PROBLEM TO WORK ON:
Print the listing below in full. Alter nothing.

DATA SECTION:
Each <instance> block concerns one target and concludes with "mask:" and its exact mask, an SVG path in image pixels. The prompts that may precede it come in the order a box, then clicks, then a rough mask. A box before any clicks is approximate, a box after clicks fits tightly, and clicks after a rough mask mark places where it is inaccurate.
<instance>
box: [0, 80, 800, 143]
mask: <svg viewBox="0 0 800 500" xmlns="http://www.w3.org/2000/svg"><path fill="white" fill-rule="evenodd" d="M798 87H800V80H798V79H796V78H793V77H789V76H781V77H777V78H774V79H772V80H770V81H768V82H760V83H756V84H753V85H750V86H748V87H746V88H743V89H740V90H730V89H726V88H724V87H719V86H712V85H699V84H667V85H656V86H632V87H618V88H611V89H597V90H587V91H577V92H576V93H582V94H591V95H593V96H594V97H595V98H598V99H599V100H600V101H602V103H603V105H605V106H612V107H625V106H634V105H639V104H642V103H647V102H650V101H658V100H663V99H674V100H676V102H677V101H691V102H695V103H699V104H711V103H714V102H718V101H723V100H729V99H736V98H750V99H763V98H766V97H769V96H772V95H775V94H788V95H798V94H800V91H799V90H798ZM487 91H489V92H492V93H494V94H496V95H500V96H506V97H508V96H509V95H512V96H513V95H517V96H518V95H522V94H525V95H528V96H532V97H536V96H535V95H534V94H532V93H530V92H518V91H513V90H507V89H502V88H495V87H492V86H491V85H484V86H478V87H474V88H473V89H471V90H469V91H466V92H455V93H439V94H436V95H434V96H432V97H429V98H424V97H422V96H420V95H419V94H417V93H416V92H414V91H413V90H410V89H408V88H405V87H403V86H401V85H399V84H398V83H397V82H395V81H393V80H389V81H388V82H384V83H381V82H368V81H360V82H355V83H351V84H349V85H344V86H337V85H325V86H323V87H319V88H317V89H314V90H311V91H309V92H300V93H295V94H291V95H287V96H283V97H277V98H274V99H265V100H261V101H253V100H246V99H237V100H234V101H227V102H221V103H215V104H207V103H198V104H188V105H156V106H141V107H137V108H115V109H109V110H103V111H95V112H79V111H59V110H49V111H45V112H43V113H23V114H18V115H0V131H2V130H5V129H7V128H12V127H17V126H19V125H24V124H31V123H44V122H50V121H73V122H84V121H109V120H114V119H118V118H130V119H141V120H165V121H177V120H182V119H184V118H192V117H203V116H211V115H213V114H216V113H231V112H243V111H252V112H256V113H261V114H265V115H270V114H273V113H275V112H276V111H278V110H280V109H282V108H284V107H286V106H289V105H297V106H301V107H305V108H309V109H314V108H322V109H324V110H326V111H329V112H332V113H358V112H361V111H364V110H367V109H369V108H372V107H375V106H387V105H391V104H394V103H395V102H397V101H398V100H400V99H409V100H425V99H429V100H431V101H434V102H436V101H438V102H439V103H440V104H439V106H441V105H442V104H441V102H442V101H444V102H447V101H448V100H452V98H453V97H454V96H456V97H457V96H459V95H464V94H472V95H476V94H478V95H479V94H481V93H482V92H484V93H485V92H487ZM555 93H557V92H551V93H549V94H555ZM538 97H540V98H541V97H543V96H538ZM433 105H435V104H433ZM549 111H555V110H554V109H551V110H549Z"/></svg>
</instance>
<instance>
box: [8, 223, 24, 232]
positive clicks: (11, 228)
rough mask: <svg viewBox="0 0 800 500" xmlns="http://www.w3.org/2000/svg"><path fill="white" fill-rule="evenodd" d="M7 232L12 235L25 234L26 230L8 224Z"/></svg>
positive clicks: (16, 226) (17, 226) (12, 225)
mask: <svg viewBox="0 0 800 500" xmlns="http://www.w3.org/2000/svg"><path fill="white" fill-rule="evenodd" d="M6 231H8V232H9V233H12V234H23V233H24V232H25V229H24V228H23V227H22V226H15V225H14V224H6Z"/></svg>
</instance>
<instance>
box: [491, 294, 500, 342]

SOLUTION TO THE PROBLEM:
Each <instance> block concerns one target and concludes with "mask:" and its exact mask, an SVG path in image pixels. The prompts that may precede it come in the order a box, then clicks, then a rough mask. A box before any clicks is approximate, a box after clicks fits tightly, and clicks after a rough mask mark places where it is inaccurate.
<instance>
box: [0, 80, 800, 143]
mask: <svg viewBox="0 0 800 500" xmlns="http://www.w3.org/2000/svg"><path fill="white" fill-rule="evenodd" d="M798 87H800V80H798V79H796V78H793V77H789V76H781V77H777V78H774V79H772V80H770V81H768V82H760V83H756V84H753V85H750V86H748V87H746V88H743V89H740V90H730V89H726V88H724V87H719V86H712V85H699V84H667V85H656V86H632V87H618V88H611V89H597V90H587V91H577V92H576V93H582V94H591V95H593V96H594V97H595V98H598V99H599V100H600V101H602V103H603V105H605V106H612V107H625V106H634V105H639V104H642V103H647V102H650V101H658V100H663V99H674V100H676V102H677V101H691V102H695V103H699V104H711V103H714V102H718V101H723V100H729V99H736V98H750V99H763V98H766V97H769V96H772V95H775V94H788V95H798V94H800V91H799V90H798ZM487 91H489V92H492V93H494V94H496V95H500V96H506V97H508V96H509V95H512V96H513V95H517V96H518V95H522V94H525V95H528V96H532V97H536V96H535V95H534V94H532V93H530V92H518V91H513V90H507V89H502V88H495V87H492V86H491V85H484V86H478V87H474V88H473V89H471V90H469V91H466V92H455V93H439V94H436V95H434V96H432V97H429V98H424V97H422V96H420V95H419V94H417V93H416V92H414V91H413V90H410V89H408V88H405V87H403V86H401V85H399V84H398V83H397V82H395V81H393V80H389V81H388V82H384V83H381V82H368V81H360V82H355V83H351V84H349V85H344V86H337V85H325V86H323V87H319V88H317V89H314V90H311V91H309V92H300V93H295V94H291V95H287V96H283V97H277V98H274V99H265V100H261V101H253V100H246V99H237V100H234V101H227V102H221V103H215V104H207V103H198V104H188V105H156V106H141V107H137V108H115V109H109V110H103V111H95V112H79V111H59V110H49V111H45V112H43V113H23V114H18V115H0V131H2V130H5V129H7V128H12V127H17V126H19V125H24V124H31V123H44V122H50V121H73V122H84V121H109V120H114V119H118V118H130V119H141V120H165V121H177V120H182V119H184V118H192V117H203V116H211V115H213V114H216V113H231V112H243V111H252V112H256V113H261V114H265V115H270V114H273V113H275V112H276V111H278V110H280V109H282V108H284V107H286V106H289V105H297V106H301V107H305V108H309V109H314V108H322V109H324V110H326V111H329V112H332V113H358V112H361V111H364V110H367V109H369V108H372V107H375V106H387V105H391V104H394V103H395V102H397V101H398V100H400V99H409V100H425V99H429V100H431V101H434V102H436V101H438V102H439V103H440V104H439V106H441V105H442V104H441V102H442V101H444V102H447V101H448V100H452V98H453V97H454V96H456V97H457V96H459V95H464V94H472V95H476V94H478V95H479V94H481V93H482V92H484V93H485V92H487ZM555 93H557V92H551V93H549V94H555ZM538 97H540V98H541V97H543V96H538ZM433 105H435V104H433ZM549 111H555V110H554V109H551V110H549Z"/></svg>
</instance>
<instance>
box: [8, 223, 24, 232]
positive clicks: (11, 228)
rough mask: <svg viewBox="0 0 800 500" xmlns="http://www.w3.org/2000/svg"><path fill="white" fill-rule="evenodd" d="M7 232L12 235L25 234L26 230L8 224Z"/></svg>
positive clicks: (16, 226) (17, 226) (12, 225)
mask: <svg viewBox="0 0 800 500" xmlns="http://www.w3.org/2000/svg"><path fill="white" fill-rule="evenodd" d="M6 231H8V232H9V233H12V234H23V233H24V232H25V229H24V228H23V227H22V226H15V225H14V224H6Z"/></svg>
</instance>
<instance>
box: [491, 294, 500, 342]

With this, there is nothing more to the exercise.